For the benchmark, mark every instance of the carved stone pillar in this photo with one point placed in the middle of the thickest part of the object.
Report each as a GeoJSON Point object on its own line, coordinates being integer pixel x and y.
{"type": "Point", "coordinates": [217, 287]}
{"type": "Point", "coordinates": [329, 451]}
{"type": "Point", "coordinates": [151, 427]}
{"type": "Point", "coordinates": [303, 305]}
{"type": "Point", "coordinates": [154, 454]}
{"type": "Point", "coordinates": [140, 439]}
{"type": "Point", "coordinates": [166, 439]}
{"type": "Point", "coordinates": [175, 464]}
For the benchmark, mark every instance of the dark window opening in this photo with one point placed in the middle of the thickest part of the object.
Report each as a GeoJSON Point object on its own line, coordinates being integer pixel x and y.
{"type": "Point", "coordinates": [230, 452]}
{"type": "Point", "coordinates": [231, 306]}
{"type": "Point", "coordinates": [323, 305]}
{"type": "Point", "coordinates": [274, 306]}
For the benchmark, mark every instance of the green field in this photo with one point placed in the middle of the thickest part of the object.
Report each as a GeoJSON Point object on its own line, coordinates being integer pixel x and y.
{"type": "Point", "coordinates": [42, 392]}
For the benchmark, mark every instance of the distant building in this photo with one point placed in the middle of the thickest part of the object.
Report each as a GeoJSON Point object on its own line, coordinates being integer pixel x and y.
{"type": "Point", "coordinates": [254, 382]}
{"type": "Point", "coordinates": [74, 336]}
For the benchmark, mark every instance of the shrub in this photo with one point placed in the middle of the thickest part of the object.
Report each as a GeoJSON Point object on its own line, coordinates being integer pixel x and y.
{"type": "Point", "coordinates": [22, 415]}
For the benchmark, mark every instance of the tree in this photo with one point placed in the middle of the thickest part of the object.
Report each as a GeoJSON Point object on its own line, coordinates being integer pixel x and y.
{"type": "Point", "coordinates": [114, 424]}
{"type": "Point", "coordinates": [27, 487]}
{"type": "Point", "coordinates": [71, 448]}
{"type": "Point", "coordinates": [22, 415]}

• EXERCISE
Change every "thickest part" in the material above to "widest part" and give all the lines again with nothing else altered.

• RESPONSE TO THIS EXERCISE
For the benchmark, mark every instance of the carved stone pillar in this photo with one point placed in the middle of the widest part of the object.
Report each as a GeoJSON Point object on its own line, coordinates being integer pixel x and y.
{"type": "Point", "coordinates": [217, 287]}
{"type": "Point", "coordinates": [329, 451]}
{"type": "Point", "coordinates": [151, 427]}
{"type": "Point", "coordinates": [303, 305]}
{"type": "Point", "coordinates": [154, 454]}
{"type": "Point", "coordinates": [140, 439]}
{"type": "Point", "coordinates": [166, 439]}
{"type": "Point", "coordinates": [175, 464]}
For the benchmark, mark every instance of the dark window opening in this photo with one point placed in the middle of the widest part of the object.
Report each as a GeoJSON Point object on its own line, coordinates being integer pixel x and y.
{"type": "Point", "coordinates": [230, 452]}
{"type": "Point", "coordinates": [231, 306]}
{"type": "Point", "coordinates": [323, 305]}
{"type": "Point", "coordinates": [274, 306]}
For the benchmark, mark every instance of the green field in this photo with one point placed in the middle of the widest part of the object.
Report each as a GeoJSON Point object on its own line, coordinates being integer pixel x and y.
{"type": "Point", "coordinates": [42, 392]}
For the benchmark, mark every instance of the distant building in this photo with one point placed in the middle of the widest part of the object.
Report each as a GeoJSON Point object on its own line, coordinates being integer pixel x and y.
{"type": "Point", "coordinates": [254, 382]}
{"type": "Point", "coordinates": [74, 336]}
For the benchmark, mark every instance of the shrub in this photo with one point placed in the middle of the widest part of the object.
Report each as a GeoJSON Point object on its own line, coordinates being integer pixel x and y.
{"type": "Point", "coordinates": [22, 415]}
For the benchmark, mark every instance of the tree in this photo with one point placed in the middle of the widest part of the object.
Report each as a GeoJSON Point object on its own line, coordinates being integer pixel x and y.
{"type": "Point", "coordinates": [114, 424]}
{"type": "Point", "coordinates": [27, 487]}
{"type": "Point", "coordinates": [71, 448]}
{"type": "Point", "coordinates": [22, 415]}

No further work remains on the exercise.